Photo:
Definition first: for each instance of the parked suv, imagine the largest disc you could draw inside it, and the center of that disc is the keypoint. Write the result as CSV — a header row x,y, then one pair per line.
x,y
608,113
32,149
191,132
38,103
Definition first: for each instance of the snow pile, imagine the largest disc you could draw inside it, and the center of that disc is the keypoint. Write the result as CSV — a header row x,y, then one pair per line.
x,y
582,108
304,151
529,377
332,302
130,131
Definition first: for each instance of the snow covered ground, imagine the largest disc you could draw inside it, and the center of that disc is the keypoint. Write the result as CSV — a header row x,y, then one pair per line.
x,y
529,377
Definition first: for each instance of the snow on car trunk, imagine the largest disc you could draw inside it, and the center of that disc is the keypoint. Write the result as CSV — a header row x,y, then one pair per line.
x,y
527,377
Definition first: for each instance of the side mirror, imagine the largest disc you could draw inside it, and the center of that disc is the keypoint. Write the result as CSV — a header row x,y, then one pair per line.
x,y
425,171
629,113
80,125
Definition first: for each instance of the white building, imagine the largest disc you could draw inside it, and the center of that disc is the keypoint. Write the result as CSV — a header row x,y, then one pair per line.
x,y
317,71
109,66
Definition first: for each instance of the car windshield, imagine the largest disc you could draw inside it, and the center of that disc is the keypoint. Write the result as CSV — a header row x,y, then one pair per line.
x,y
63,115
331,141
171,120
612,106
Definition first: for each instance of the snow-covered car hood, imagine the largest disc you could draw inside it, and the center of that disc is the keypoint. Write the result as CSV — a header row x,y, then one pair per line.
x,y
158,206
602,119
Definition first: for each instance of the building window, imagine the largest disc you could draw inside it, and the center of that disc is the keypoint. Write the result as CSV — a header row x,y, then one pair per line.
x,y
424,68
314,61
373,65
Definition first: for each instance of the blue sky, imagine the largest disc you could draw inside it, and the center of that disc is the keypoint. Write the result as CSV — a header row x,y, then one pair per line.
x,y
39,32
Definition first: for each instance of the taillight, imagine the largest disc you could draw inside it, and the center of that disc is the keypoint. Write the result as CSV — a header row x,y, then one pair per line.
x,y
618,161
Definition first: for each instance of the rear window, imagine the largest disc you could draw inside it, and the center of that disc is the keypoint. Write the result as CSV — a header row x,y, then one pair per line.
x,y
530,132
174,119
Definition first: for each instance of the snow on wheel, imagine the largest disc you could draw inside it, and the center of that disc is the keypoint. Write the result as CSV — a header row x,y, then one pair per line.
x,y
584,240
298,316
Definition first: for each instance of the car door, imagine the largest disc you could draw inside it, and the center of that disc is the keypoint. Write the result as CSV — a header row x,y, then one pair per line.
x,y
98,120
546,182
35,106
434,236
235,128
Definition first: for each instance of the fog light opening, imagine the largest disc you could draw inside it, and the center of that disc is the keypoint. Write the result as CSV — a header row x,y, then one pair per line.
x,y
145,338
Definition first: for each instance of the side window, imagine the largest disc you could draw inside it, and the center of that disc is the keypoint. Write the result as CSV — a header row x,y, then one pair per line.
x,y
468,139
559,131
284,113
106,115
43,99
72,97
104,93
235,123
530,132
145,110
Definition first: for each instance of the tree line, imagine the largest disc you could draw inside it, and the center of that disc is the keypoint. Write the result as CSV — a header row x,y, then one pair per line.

=-=-=-=-=

Repeat all the records. Match each line exactly.

Photo:
Definition first: for each instance of the parked suv, imagine the largest disc you could draw inside it, and the center of that disc is the keypoint. Write the result as CSV — a header row x,y, then one pair per line.
x,y
608,113
32,149
191,132
38,103
Definition first: for each instance of the snow pile, imagine the largest disc you could draw inside it, and the center of that disc is the keypoint. Write the result as CSV — a header row x,y, then one pair per line.
x,y
582,108
304,151
529,377
332,302
130,131
Definition first: for each instance of the snow covered ground, imagine the largest disc you could draw inside it, and the center of that disc is the keypoint. Write the result as CSV — a header row x,y, then one pair per line.
x,y
529,377
Definition first: for each instance of the snow on car trunk, imagine the largest disc you could draw inside it, and the center of that disc is the keypoint. Write the result as CSV — a header row x,y, then one pair per line.
x,y
527,377
Definition first: for each instance of the side mirror, imagine the largest disc you could draw inside it, and the center of that disc is the keypoint. Write the result as CSV — a header row x,y, then one pair per line.
x,y
425,171
629,113
80,125
Definition first: for each instance of the white building, imagine the largest disc you could draw inside it, and the center of that disc is the keypoint. Write the result as CSV — a header row x,y, then one pair per line.
x,y
317,71
109,66
Definition first: for each instance of the car windshield, imagine the largest disc you could draw inside it, and the center of that disc is the keypoint. Write the result as CSV — a header row x,y, then one pair per line.
x,y
63,115
331,141
171,120
612,106
Definition first: for each instance of the snow-covered car hood, imagine the largest disc you could draw inside it, and the center of that disc is the keypoint. Write the result as CSV — a header row x,y, then one pair per line.
x,y
158,206
602,119
Definition first: for each instance of the building window, imagine the largest disc you could draw inside it, and the center of that disc is the keypoint. Write the result as CSV — a header row x,y, then one pair per line.
x,y
424,68
314,61
373,65
Definition first: for each instance of the blue sky, imagine the largest disc you could draw inside it, and the center of that disc is the keypoint. Write the result as CSV — a header row x,y, then one pair per line.
x,y
39,32
Definition first: for each instance of the taillight, imagine the largest disc you could draw inside it, and the center of that disc is the keypoint. Write the result as CSV — a header row x,y, then one pair per line.
x,y
618,161
Definition first: for each instance of the rear window, imagine the largest disc you could draw inside it, and the center of that disc is the keypoint. Write the result as CSV — a header row x,y, then one pair per line.
x,y
530,132
174,119
Definition first: for each instance of the snow on wheel, imagine the largest disc you could draw inside it, and the center of that disc is the keypoint. Write the result as CSV — a header row x,y, then one pair per line.
x,y
584,240
298,316
Definition first: for each instance of the car door, imagine the largest disc you could draw inside it, and the center of that disc is the keypoint. Write the result as CSV — a header row x,y, then one pair per line.
x,y
98,120
546,182
35,106
434,236
235,128
Definition first: for each instance of the fog light opening, imagine the largest disc you could draw inside it, and the center of that disc is the keypoint. Write the result as CSV — a header row x,y, then one pair per line.
x,y
145,338
Definition first: for each instance of the side window, imagine the largest disc you could draw inside it, and the center of that disc is the keypoint. Write the result as CSV — a header row x,y, then one pair per line.
x,y
468,139
559,131
284,113
106,115
43,99
72,97
104,93
235,123
530,132
145,110
Definition first: for each instance of the tree line, imagine the largest disc you could draw inside it, and the center of that disc is the keypoint. Write the result as CSV — a header row x,y, then one pair per line.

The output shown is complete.